Requirement:
In the records below, take the lines from the line containing "Check the image above for any blurred" through the line containing "[592,123,1023,567]", both included, and present them as a JSON list of strings with one string per line, omitting any blank lines.

Available records:

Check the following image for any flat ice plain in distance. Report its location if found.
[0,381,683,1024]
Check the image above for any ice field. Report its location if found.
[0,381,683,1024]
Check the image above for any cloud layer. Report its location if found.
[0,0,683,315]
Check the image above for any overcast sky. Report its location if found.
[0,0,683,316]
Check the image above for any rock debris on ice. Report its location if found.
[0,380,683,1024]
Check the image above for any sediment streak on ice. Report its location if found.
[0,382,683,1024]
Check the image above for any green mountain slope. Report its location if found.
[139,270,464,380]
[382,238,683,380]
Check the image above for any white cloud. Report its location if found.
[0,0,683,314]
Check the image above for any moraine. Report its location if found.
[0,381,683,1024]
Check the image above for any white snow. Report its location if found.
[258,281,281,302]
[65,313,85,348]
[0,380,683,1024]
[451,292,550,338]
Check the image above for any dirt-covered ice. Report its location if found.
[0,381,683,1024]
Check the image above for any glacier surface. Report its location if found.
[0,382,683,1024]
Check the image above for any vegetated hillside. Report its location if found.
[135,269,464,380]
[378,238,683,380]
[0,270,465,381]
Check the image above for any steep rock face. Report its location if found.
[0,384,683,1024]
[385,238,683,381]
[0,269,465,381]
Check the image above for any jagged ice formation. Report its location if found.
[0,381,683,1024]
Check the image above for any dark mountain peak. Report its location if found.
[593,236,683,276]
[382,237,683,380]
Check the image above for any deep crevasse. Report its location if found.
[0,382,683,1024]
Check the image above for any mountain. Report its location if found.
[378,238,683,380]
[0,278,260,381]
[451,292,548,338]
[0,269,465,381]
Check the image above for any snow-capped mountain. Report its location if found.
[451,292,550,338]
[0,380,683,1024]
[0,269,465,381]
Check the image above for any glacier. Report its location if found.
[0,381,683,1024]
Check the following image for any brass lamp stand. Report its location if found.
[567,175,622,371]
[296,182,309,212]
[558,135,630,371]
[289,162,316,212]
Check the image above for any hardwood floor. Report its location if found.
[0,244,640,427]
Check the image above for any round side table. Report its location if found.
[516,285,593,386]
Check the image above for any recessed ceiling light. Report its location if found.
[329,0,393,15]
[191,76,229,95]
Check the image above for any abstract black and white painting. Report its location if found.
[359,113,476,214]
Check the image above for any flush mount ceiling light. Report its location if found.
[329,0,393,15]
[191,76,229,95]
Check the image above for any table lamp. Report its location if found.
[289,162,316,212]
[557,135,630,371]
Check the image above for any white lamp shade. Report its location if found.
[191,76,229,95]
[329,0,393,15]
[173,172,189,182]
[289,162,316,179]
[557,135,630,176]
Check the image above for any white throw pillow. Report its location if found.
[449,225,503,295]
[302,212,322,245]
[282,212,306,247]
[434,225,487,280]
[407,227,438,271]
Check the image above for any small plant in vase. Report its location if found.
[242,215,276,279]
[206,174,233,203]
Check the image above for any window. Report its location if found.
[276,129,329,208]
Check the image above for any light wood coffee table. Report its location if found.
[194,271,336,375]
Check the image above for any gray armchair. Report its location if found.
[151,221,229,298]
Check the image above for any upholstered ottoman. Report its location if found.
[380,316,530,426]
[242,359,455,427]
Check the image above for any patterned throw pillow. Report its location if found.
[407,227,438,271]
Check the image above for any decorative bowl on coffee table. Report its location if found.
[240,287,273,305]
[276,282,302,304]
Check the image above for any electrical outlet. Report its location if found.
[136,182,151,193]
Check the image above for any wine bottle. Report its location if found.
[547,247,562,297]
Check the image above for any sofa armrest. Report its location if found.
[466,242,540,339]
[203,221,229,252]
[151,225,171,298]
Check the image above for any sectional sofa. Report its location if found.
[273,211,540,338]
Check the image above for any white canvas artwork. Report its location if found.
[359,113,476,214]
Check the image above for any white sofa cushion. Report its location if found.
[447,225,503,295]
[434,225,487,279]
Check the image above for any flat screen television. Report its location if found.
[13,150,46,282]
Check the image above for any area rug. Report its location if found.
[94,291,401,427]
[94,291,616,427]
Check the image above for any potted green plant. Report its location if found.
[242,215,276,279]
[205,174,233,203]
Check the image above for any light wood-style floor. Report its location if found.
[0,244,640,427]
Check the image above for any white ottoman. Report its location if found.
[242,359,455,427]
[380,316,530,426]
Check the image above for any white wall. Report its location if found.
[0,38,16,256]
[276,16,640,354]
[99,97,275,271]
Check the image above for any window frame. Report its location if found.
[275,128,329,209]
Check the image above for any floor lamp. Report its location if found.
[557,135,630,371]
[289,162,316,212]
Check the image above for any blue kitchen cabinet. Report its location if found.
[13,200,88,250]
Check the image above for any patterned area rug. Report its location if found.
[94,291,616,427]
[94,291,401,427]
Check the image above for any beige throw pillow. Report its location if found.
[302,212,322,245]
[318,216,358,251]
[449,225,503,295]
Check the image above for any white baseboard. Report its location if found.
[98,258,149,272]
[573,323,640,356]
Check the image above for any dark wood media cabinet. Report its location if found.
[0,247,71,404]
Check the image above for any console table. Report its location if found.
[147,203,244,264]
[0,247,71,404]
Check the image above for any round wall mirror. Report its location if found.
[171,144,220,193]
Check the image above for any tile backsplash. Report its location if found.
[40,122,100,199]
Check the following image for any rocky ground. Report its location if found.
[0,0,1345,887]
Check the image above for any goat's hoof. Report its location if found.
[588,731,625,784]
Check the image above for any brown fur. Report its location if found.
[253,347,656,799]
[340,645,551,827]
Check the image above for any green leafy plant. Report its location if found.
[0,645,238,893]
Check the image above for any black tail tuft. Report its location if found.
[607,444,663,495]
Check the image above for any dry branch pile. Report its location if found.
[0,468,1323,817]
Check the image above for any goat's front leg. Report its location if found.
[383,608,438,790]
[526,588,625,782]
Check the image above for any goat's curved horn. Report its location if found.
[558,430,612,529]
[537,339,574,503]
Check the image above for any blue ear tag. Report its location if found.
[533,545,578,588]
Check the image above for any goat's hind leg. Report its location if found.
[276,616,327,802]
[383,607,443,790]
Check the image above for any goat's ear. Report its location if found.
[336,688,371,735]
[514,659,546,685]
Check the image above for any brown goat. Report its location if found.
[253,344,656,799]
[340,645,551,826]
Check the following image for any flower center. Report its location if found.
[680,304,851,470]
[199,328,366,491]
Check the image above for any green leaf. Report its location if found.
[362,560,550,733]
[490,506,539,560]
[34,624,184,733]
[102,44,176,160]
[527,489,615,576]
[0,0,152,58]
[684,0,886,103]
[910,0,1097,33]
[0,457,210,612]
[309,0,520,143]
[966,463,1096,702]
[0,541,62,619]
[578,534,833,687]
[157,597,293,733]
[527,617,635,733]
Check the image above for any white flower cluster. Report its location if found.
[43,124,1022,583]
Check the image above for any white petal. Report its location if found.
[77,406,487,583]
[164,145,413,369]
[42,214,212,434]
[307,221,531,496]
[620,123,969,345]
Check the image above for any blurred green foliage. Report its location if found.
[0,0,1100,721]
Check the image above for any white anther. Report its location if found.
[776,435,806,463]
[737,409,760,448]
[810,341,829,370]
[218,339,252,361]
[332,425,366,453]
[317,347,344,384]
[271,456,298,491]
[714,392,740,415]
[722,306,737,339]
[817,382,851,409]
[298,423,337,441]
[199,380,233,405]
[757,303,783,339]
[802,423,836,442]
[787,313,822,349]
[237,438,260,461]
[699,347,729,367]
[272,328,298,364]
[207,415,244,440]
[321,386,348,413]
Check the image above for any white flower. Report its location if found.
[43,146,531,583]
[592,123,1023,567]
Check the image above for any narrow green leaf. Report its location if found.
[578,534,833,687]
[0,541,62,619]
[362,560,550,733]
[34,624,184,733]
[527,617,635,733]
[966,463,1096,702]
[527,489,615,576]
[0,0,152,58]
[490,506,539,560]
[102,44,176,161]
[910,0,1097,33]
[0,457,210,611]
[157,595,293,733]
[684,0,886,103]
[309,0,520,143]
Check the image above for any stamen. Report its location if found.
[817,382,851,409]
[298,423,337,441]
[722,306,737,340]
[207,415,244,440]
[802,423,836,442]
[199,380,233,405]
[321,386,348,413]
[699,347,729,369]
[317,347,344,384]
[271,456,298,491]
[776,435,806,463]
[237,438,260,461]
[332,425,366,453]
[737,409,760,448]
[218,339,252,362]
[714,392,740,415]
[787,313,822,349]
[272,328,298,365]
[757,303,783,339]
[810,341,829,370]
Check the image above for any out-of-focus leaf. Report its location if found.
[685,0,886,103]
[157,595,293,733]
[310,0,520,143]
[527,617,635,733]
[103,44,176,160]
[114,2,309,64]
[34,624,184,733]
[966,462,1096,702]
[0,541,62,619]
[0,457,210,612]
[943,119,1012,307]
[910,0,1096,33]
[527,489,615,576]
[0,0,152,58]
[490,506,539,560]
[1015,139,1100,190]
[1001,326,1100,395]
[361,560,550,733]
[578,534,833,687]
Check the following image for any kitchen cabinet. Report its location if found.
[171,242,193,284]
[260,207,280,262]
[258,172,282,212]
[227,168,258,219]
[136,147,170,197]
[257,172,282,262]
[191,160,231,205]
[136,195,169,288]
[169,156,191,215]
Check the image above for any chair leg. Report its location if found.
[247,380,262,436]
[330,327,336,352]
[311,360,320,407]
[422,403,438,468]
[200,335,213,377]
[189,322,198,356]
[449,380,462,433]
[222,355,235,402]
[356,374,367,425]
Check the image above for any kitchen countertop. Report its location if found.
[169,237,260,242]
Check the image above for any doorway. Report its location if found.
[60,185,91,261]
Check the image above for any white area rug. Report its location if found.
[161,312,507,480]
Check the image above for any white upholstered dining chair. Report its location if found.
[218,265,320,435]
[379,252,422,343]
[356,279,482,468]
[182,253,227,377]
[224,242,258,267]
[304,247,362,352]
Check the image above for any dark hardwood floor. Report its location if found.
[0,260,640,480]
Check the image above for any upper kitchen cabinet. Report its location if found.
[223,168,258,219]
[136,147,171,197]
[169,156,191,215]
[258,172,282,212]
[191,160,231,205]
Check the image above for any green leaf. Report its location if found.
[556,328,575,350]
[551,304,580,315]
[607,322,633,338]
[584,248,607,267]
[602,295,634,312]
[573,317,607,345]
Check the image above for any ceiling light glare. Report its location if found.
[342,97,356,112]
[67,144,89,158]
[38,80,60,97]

Task response:
[
  "Check the image above for any blurred green foliage. Report its location if found.",
  "[0,0,1100,721]",
  "Check the image above for any white anther. Report its location if found.",
  "[776,435,806,463]",
  "[737,409,760,448]",
  "[810,341,829,370]",
  "[218,339,252,361]",
  "[332,425,366,453]",
  "[317,347,344,384]",
  "[271,456,298,491]",
  "[714,392,740,415]",
  "[722,306,737,339]",
  "[817,382,851,409]",
  "[298,423,337,441]",
  "[199,380,233,405]",
  "[757,303,783,339]",
  "[802,423,836,442]",
  "[787,313,822,349]",
  "[237,438,260,461]",
  "[699,347,729,367]",
  "[272,328,298,364]",
  "[207,415,244,440]",
  "[321,386,348,413]",
  "Check the image above for any white flower. Report its location if found.",
  "[43,146,531,583]",
  "[592,123,1023,567]"
]